Rows from a dataset of box labels:
----------

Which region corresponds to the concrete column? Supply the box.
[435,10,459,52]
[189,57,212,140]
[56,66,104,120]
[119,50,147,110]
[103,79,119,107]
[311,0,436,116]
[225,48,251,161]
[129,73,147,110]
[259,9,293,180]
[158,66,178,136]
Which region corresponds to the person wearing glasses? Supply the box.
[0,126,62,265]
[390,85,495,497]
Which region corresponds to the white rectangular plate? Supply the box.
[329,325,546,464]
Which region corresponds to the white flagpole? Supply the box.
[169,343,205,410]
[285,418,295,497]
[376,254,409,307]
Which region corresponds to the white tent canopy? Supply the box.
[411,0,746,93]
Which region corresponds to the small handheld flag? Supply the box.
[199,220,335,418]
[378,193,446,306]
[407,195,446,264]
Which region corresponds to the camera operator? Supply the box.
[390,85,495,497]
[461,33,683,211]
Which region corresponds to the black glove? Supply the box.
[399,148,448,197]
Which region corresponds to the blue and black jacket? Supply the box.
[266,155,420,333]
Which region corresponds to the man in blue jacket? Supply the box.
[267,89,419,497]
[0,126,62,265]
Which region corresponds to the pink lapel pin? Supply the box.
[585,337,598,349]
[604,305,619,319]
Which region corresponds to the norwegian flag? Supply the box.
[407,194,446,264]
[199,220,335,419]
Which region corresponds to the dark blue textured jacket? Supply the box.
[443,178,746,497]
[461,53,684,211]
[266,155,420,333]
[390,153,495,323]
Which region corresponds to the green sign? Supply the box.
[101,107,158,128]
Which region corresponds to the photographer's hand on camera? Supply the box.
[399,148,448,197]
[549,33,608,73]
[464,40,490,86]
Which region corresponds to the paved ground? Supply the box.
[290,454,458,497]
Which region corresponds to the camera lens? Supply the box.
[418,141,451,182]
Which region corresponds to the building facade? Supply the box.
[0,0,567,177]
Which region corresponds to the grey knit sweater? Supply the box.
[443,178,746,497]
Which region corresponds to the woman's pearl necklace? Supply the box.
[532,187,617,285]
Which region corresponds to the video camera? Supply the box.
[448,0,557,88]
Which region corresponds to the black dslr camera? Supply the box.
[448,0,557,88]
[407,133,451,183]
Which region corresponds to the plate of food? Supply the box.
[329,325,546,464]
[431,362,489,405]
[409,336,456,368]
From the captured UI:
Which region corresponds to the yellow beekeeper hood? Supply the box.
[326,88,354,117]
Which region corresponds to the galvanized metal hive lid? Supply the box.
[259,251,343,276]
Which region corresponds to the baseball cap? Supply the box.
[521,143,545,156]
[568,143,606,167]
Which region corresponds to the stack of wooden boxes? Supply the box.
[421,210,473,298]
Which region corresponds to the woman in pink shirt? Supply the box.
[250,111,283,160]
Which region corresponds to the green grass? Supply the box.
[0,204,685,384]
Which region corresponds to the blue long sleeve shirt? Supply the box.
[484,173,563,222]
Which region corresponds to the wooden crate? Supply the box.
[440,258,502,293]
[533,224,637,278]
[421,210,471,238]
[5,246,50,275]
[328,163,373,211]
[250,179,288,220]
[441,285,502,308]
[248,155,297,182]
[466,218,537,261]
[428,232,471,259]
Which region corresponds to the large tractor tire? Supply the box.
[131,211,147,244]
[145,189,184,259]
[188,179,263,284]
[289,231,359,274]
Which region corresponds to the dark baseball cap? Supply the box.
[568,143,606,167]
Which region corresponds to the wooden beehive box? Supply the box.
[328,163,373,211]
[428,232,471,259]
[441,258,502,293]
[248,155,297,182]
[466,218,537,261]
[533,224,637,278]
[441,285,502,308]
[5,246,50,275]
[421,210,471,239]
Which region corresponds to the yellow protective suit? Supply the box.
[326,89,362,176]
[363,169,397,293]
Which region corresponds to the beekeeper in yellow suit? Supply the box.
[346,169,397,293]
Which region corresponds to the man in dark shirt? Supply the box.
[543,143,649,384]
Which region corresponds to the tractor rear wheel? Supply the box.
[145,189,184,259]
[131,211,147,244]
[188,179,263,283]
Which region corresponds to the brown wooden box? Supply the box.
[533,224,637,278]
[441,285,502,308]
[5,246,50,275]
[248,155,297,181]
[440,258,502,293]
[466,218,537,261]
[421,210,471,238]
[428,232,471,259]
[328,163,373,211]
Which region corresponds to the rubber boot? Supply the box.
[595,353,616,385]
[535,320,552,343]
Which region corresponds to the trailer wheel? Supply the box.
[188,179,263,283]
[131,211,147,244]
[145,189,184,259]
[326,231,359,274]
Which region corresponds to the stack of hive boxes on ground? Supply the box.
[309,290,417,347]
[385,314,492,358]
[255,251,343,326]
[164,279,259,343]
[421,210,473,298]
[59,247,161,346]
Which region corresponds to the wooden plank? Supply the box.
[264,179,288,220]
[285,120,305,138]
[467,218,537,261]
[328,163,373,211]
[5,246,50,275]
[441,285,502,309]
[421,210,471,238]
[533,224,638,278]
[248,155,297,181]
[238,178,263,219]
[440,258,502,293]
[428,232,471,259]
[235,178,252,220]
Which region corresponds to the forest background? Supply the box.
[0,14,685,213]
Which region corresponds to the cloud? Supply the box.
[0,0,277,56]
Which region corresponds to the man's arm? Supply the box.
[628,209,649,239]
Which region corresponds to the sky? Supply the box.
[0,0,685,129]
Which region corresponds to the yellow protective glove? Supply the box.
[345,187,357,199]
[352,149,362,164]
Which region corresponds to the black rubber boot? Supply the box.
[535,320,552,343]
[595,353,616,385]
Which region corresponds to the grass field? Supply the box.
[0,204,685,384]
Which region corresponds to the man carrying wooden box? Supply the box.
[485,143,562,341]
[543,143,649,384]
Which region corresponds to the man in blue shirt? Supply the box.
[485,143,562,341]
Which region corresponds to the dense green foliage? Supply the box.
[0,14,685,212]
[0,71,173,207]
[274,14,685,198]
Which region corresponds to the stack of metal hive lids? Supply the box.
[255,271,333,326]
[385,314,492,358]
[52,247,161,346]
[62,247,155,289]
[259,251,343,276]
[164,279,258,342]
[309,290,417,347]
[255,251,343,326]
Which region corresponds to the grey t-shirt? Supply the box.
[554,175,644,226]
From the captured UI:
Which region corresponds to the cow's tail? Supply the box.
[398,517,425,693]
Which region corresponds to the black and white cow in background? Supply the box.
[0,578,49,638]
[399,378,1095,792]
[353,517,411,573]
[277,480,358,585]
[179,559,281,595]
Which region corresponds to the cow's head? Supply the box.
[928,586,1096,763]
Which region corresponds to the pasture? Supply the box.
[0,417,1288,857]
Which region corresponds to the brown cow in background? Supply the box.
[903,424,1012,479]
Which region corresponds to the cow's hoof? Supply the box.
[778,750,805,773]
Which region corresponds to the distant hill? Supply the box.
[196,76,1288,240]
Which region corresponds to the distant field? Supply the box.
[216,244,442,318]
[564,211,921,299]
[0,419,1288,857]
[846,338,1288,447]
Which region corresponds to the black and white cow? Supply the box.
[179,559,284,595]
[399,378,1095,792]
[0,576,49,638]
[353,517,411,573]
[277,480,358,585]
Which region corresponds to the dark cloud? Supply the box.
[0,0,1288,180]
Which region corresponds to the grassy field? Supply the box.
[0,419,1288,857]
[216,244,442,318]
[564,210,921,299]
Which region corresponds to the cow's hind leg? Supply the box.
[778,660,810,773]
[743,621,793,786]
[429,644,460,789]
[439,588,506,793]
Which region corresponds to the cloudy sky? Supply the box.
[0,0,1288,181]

----------

- **EXERCISE DIRECTIONS**
List every line in the data above that contains the string "rubber".

- **THE RESPONSE**
Which region corresponds to the rubber boot? Supply the box.
Which region corresponds to the black rubber boot? Supply the box.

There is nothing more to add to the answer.